──────── MATERIAL TO PROCESS

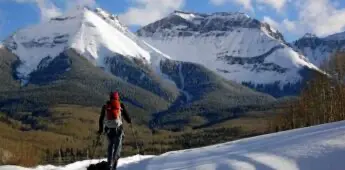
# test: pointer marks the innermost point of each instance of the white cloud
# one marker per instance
(272, 22)
(147, 11)
(247, 4)
(80, 3)
(49, 10)
(320, 17)
(289, 25)
(277, 4)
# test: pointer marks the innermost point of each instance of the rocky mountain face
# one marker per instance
(233, 45)
(79, 57)
(317, 49)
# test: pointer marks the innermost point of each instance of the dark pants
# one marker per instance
(114, 146)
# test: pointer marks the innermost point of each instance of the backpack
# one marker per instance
(113, 107)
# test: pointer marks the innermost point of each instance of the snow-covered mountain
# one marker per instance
(317, 148)
(317, 49)
(94, 35)
(90, 49)
(234, 45)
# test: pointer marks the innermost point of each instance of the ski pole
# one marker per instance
(136, 141)
(95, 146)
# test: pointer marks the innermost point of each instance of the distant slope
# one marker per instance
(79, 57)
(317, 148)
(317, 49)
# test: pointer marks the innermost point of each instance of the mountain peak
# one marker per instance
(309, 35)
(93, 34)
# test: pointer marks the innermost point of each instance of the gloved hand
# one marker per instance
(99, 132)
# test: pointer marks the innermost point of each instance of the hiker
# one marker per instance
(111, 116)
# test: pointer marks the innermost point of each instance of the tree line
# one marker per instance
(321, 101)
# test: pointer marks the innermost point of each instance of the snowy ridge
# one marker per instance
(95, 35)
(316, 148)
(217, 40)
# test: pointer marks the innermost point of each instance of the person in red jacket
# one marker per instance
(111, 120)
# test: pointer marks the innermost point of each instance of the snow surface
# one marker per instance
(316, 148)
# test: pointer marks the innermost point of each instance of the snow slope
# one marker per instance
(316, 148)
(229, 44)
(93, 34)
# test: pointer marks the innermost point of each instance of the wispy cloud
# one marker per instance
(247, 4)
(48, 9)
(276, 4)
(321, 17)
(146, 11)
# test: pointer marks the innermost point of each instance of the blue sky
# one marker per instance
(293, 18)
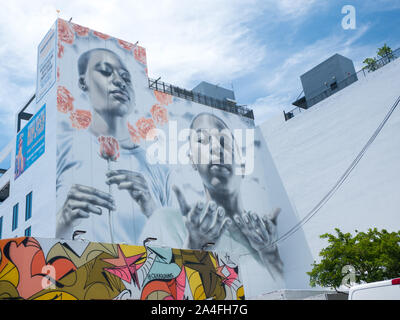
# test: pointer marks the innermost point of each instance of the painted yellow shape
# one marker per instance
(213, 260)
(195, 284)
(130, 251)
(56, 295)
(240, 293)
(10, 273)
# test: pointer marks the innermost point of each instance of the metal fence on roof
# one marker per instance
(224, 105)
(364, 72)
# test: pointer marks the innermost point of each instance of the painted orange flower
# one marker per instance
(64, 100)
(101, 35)
(163, 98)
(109, 148)
(80, 31)
(140, 54)
(65, 33)
(126, 45)
(135, 136)
(145, 128)
(159, 114)
(80, 119)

────────────────

■ THE PROBLEM: None of the pictures belong in the copy; repeat all other material exactly.

■ SOLUTION BELOW:
# test: pointer marks the innermost point of each instance of the white cloud
# one marker per instance
(272, 22)
(147, 11)
(247, 4)
(80, 3)
(49, 10)
(320, 17)
(289, 25)
(277, 4)
# test: pointer marks the innermost point of each instance of the rocky mountain face
# one marker per instance
(233, 45)
(79, 57)
(317, 49)
# test: pointer marks the innermost point of each instance of the dark pants
# one marker per instance
(114, 146)
# test: pointer marks the innermost point of each instance of the backpack
# one marker per instance
(113, 107)
# test: pointer marks the innermost point of each instance of the snow-covered mountain
# one marker per instance
(317, 148)
(317, 49)
(94, 35)
(90, 49)
(234, 45)
# test: pointer marks the innermost point of each instance of the ski pole
# one marker per instance
(136, 141)
(95, 146)
# test: pointer marks the innermost point of each instance of the distant slope
# one marker per instance
(79, 57)
(317, 148)
(317, 49)
# test: pointer marks the innermost point of each instance of the mountain peak
# one marker per instance
(309, 35)
(93, 34)
# test: pointer marks the innermost point of each instance of the gloved hand
# one marker per instance
(99, 132)
# test: pointer marks the innermost point of each instance of the hiker
# one marker per instance
(111, 116)
# test: pointer marks the innermost point of each instance of the tree line
# one marker per instance
(321, 101)
# test: pointer marks the innermost point of each instance of the snowy ridge
# one marker per instance
(95, 35)
(316, 148)
(217, 40)
# test: pointer marks the innermost point of each instance of the person in red jacket
# one marker per instance
(111, 120)
# test: pointer marks the innermost point of each instance of the snow surface
# one marker per instance
(316, 148)
# test: pointer marks the innermost point of each instance of the snow slope
# one marker per instance
(316, 148)
(229, 44)
(93, 34)
# test: pointer marks the innermost point of each instance of the wispy cloud
# one marker per instance
(247, 4)
(48, 9)
(276, 4)
(321, 17)
(146, 11)
# test: pointer marks the innermost point of each instance of the blue sky
# one marker per instance
(293, 18)
# test: pointer marks the innermost point of each instance of the painted yellow shape
# one marker per instance
(213, 260)
(195, 284)
(130, 251)
(56, 295)
(240, 293)
(10, 273)
# test: pointer marks the innermost point of each instance of the metal fence on roof
# one marker per instance
(224, 105)
(364, 72)
# test: pointer marks the innermost point of each instance of the painted orange flower
# one marker per instance
(64, 100)
(101, 35)
(163, 98)
(109, 148)
(80, 31)
(140, 54)
(65, 33)
(126, 45)
(135, 136)
(145, 128)
(159, 114)
(80, 119)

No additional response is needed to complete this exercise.